The possibility of politicising the women's question, ie applying the same criteria applied to any other question, analysing it in terms of relations of power, of positions through which one group of people (in this case men) control another group (women), seems to be a long way off for at least the majority of Lebanese women. But some women began to do this. They had been militants for several years in the left parties. They had lived with and undergone subtle or brutal discrimination from society, from militants of other parties – but especially from their own comrades. They had been confronted with the disastrous consequences of the etiquette of principal and secondary contradictions, the contradiction between the sexes being, of course, always secondary. They had realised the futility of any revolution which kept intact the basic unity of exploitation and oppression, that of one sex over the other, of masculine over feminine. They had also lived through the laceration of the war, in which, although perhaps in different forms according to the side, the male order had been the sole victor.
It is this reflection, still embryonic, which I want to account for. To try to see in the present political situation in Lebanon an antagonism of class and of religious communities, but also an antagonism between the sexes, to try to see the war through, and starting from, the feminine universe (cf Mao and also M.-A. Macciocchi 'les Femmes et la traversee du fascisme' in Elements pour une analyse du fascisme, Paris, 1976, p128).

- Prompt: Reproduce word for word the stretch of the text on the women's question in Lebanon from "It is this reflection, still" through "Paris, 1976, p128).".

- Information shown:
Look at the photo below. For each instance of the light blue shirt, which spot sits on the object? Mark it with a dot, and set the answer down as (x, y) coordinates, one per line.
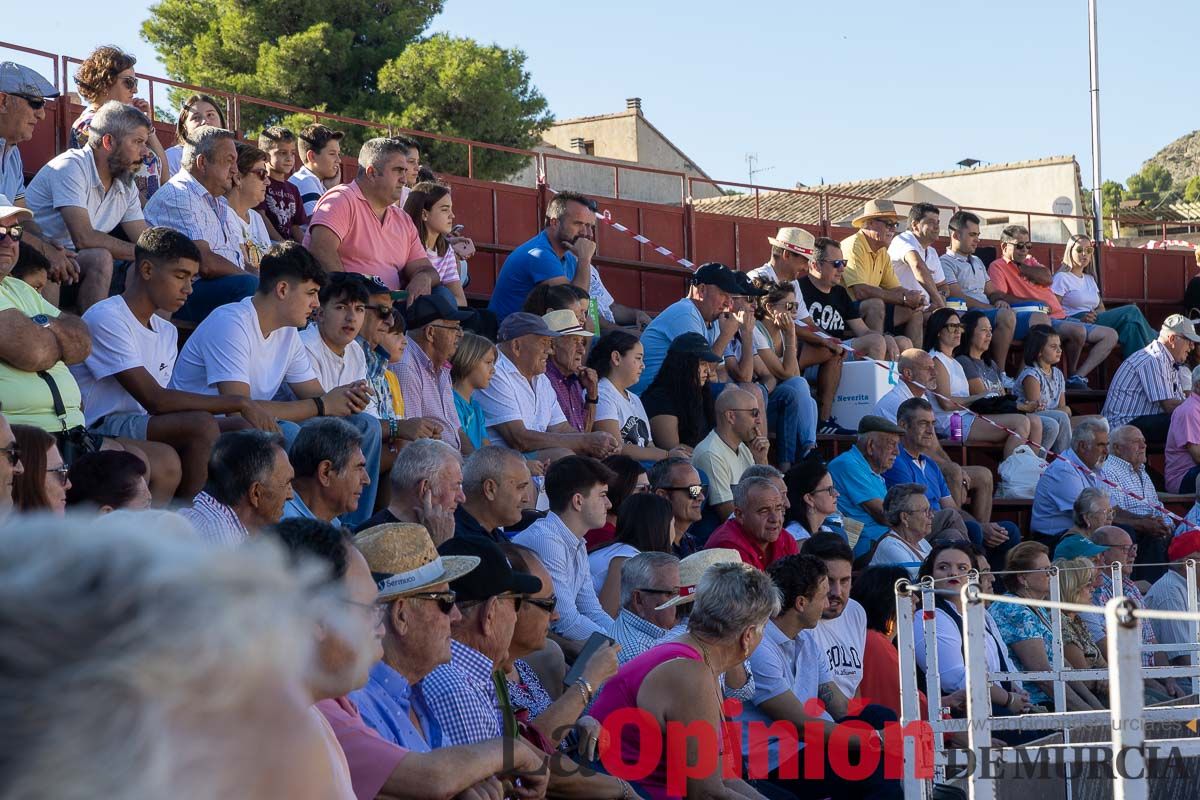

- Exercise solution:
It is this reflection, still embryonic, which I want to account for. To try to see in the present political situation in Lebanon an antagonism of class and of religious communities, but also an antagonism between the sexes, to try to see the war through, and starting from, the feminine universe (cf Mao and also M.-A. Macciocchi 'les Femmes et la traversee du fascisme' in Elements pour une analyse du fascisme, Paris, 1976, p128).